**** Data listing

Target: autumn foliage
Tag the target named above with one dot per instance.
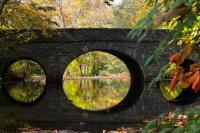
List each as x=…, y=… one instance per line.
x=187, y=79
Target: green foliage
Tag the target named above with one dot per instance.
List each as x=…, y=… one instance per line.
x=182, y=29
x=161, y=124
x=96, y=63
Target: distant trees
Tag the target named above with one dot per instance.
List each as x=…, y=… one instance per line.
x=96, y=63
x=28, y=14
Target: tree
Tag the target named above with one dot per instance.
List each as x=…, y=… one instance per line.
x=129, y=12
x=182, y=19
x=28, y=14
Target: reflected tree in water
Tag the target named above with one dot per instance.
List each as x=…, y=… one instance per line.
x=24, y=81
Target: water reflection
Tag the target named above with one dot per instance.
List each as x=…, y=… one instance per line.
x=25, y=92
x=96, y=94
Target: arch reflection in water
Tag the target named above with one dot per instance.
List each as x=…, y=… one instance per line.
x=24, y=81
x=96, y=81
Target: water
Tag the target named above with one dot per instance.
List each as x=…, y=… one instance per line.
x=94, y=95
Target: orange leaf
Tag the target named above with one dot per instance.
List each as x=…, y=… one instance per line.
x=175, y=57
x=174, y=82
x=196, y=83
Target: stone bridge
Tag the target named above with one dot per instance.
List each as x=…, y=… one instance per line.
x=53, y=110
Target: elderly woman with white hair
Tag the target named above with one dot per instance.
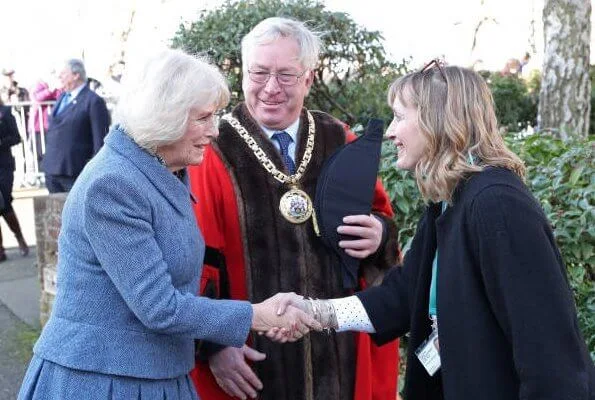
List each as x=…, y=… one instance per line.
x=130, y=255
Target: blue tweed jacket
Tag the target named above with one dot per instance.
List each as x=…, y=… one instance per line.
x=130, y=258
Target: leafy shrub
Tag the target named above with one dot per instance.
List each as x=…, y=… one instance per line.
x=561, y=175
x=516, y=106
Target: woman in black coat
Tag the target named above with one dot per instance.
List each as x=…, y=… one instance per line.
x=9, y=136
x=483, y=291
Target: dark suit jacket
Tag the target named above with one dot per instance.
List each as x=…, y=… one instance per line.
x=506, y=316
x=9, y=136
x=76, y=134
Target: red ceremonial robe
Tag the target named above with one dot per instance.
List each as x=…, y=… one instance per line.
x=222, y=213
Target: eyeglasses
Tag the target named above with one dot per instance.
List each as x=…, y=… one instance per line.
x=212, y=118
x=434, y=63
x=283, y=78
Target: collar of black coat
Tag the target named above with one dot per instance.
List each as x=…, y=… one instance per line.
x=174, y=189
x=346, y=187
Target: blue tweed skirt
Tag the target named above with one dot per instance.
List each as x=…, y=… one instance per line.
x=47, y=380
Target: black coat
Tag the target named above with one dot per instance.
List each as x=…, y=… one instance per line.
x=76, y=134
x=506, y=315
x=9, y=136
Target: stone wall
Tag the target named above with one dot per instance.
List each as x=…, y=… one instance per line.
x=48, y=219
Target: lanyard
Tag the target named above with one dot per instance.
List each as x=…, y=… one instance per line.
x=432, y=309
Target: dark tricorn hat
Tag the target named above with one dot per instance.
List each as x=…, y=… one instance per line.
x=346, y=187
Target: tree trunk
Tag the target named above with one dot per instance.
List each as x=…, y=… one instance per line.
x=565, y=97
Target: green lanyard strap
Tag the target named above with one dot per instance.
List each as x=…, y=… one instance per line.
x=432, y=309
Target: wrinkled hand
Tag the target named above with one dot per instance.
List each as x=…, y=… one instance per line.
x=291, y=325
x=369, y=231
x=232, y=372
x=284, y=302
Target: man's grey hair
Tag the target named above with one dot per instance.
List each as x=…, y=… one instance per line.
x=271, y=29
x=76, y=66
x=157, y=98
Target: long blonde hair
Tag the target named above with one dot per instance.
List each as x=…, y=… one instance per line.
x=457, y=119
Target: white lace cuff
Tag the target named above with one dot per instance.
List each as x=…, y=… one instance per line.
x=351, y=315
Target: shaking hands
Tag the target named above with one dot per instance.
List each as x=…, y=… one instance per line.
x=283, y=318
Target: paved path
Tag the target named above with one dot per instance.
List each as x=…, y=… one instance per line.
x=19, y=302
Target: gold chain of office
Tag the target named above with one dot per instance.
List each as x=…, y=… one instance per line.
x=265, y=161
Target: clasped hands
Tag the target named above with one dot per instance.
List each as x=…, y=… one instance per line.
x=283, y=318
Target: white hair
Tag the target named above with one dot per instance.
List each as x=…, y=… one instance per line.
x=271, y=29
x=156, y=99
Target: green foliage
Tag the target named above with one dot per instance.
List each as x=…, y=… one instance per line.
x=561, y=175
x=353, y=72
x=404, y=194
x=516, y=106
x=592, y=115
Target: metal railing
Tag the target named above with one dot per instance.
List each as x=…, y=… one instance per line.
x=29, y=152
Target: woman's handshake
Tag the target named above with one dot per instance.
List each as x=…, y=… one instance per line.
x=281, y=321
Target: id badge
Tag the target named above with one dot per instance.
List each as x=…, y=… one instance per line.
x=428, y=353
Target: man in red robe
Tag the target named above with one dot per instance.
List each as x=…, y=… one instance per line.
x=268, y=146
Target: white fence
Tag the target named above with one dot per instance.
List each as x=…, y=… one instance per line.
x=28, y=153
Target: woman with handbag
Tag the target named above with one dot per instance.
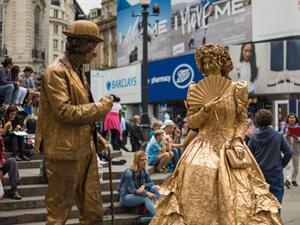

********

• Brief:
Repeat the lines above word for word, from the line that contains "Target: long blonde hair" through the line that contains "x=265, y=161", including both of those lines.

• Task result:
Target: long blonde hair
Tag the target named above with one dot per instance.
List each as x=…, y=… one instance per line.
x=457, y=119
Target: white lace cuff
Tag the target named above with one dot per instance.
List each as x=…, y=… one instance per line.
x=351, y=315
Target: shaking hands
Tag the target named above with one dot per instance.
List each as x=…, y=… one instance per line.
x=283, y=318
Target: paved path
Tag the target named above with one dot per instance.
List each as x=…, y=… one instance per line.
x=19, y=302
Target: gold chain of office
Tag the target named above with one dot per instance.
List each as x=…, y=… one instance per line.
x=265, y=161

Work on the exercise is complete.